■ Consignes:
**a.** Comment traduire en anglais cette phrase du texte sur l'aéroport de San Diego : « L’atmosphère à l’aéroport est calme, presque chaleureuse. » ?
**b.** Recopiez sans rien changer le passage du texte sur l'aéroport de San Diego, de « Cependant, l’administration Trump » à « quitter le territoire. ».
**c.** D'après le texte sur l'aéroport de San Diego, combien de temps prend en moyenne le contrôle des passeports ?

En arrivant à l’aéroport international de San Diego, on pourrait s’attendre à une forte présence sécuritaire et à un contrôle migratoire rigoureux, surtout dans le contexte de la campagne menée par Washington contre l’immigration illégale. Après tout, la ville n’est située qu’à une trentaine de kilomètres de la frontière mexicaine, épicentre des préoccupations de l’administration Trump concernant l’accès non réglementé au territoire américain.
Mais sur place, on est loin de l’image d’un contrôle renforcé. L’atmosphère à l’aéroport est calme, presque chaleureuse. Le personnel -y compris les agents de l’immigration- est en grande partie issu des minorités américaines, notamment hispaniques et asiatiques, soit les mêmes groupes souvent stigmatisés par les discours anti-immigration de l’extrême droite. Les files avancent rapidement, et les contrôles aux passeports ne prennent qu’une minute en moyenne, même pour les passagers en provenance des aéroports mexicains voisins.
Les pays ontont naturellement le droit de sécuriser leurs frontières. Les politiques migratoires relèvent généralement de leur souveraineté, définies selon des considérations économiques et sécuritaires. Les États-Unis ne font pas exception à cette règle, d’autant qu’ils sont confrontés à un phénomène migratoire massif : on estime que plus de 11 millions de personnes vivent sur le sol américain sans statut légal, soit environ 3 % de la population. Certaines d’entre elles ont été impliquées dans des crimes graves sur le sol américain, ou ont fui leur pays d’origine en raison de délits qu’elles y avaient commis.
Cependant, l’administration Trump a été vivement critiquée pour la manière dont elle applique ces politiques, ainsi que pour la rhétorique utilisée pour les justifier. Elle a parfois visé des personnes en raison de leurs opinions politiques, notamment sur des sujets sensibles tels que la guerre à Gaza ou la question palestinienne. De nombreux résidents légaux ont vu leur statut remis en cause pour avoir exprimé leur point de vue sur ces sujets. Des résidents permanents titulaires de la carte verte ont été informés qu’ils ne pouvaient plus rester dans le pays, tandis que des étudiants, chercheurs et enseignants, pourtant en possession de visas valides, se sont vu ordonner de quitter le territoire.

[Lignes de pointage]
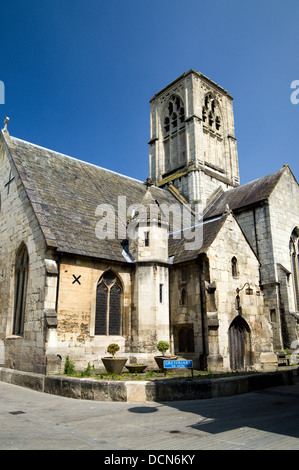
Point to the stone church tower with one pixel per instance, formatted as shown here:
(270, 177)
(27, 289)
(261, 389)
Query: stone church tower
(192, 138)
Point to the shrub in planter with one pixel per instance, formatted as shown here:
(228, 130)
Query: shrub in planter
(162, 346)
(113, 364)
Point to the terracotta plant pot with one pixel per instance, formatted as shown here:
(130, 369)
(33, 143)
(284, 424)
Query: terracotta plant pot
(159, 360)
(114, 365)
(136, 367)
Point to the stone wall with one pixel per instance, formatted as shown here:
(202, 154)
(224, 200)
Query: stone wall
(230, 242)
(18, 225)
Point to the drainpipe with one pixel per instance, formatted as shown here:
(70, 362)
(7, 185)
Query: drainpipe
(203, 355)
(256, 245)
(58, 279)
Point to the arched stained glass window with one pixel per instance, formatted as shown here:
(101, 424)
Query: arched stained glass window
(108, 320)
(294, 253)
(21, 280)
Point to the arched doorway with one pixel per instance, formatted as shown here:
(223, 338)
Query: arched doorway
(239, 344)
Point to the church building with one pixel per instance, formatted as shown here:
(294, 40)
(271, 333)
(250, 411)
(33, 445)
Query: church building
(90, 257)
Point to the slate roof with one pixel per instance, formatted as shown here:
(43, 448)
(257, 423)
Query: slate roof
(208, 230)
(246, 195)
(65, 192)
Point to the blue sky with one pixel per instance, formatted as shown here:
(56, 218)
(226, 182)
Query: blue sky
(79, 74)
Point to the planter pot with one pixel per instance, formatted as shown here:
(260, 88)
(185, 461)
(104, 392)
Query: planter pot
(114, 365)
(136, 367)
(159, 360)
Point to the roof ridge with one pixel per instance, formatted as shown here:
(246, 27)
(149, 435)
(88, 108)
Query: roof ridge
(76, 159)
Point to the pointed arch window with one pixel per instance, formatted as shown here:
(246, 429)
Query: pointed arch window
(234, 266)
(21, 280)
(174, 134)
(108, 319)
(294, 253)
(210, 112)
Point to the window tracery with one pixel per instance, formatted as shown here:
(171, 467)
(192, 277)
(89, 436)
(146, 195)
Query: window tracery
(174, 132)
(294, 253)
(210, 112)
(21, 279)
(108, 319)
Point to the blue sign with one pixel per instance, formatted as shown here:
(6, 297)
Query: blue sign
(178, 364)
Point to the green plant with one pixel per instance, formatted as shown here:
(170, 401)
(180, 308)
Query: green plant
(69, 367)
(113, 348)
(87, 371)
(162, 346)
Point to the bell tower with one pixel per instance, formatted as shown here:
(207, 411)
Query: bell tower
(192, 138)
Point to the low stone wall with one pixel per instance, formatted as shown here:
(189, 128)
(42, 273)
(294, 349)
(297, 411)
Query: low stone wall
(142, 391)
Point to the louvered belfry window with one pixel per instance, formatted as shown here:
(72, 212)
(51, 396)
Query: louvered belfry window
(21, 279)
(108, 319)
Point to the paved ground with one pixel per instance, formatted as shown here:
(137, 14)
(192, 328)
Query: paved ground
(268, 419)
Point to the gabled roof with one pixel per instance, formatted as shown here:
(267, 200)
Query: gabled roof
(179, 248)
(246, 195)
(65, 193)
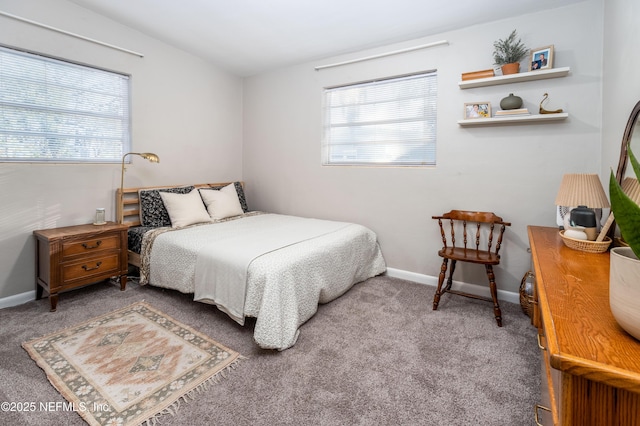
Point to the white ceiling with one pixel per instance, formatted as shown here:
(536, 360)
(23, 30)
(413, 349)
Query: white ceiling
(248, 37)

■ Réponses dans l'ordre:
**a.** The atmosphere at the airport is calm, almost warm.

**b.**
Cependant, l’administration Trump a été vivement critiquée pour la manière dont elle applique ces politiques, ainsi que pour la rhétorique utilisée pour les justifier. Elle a parfois visé des personnes en raison de leurs opinions politiques, notamment sur des sujets sensibles tels que la guerre à Gaza ou la question palestinienne. De nombreux résidents légaux ont vu leur statut remis en cause pour avoir exprimé leur point de vue sur ces sujets. Des résidents permanents titulaires de la carte verte ont été informés qu’ils ne pouvaient plus rester dans le pays, tandis que des étudiants, chercheurs et enseignants, pourtant en possession de visas valides, se sont vu ordonner de quitter le territoire.

**c.** Une minute en moyenne.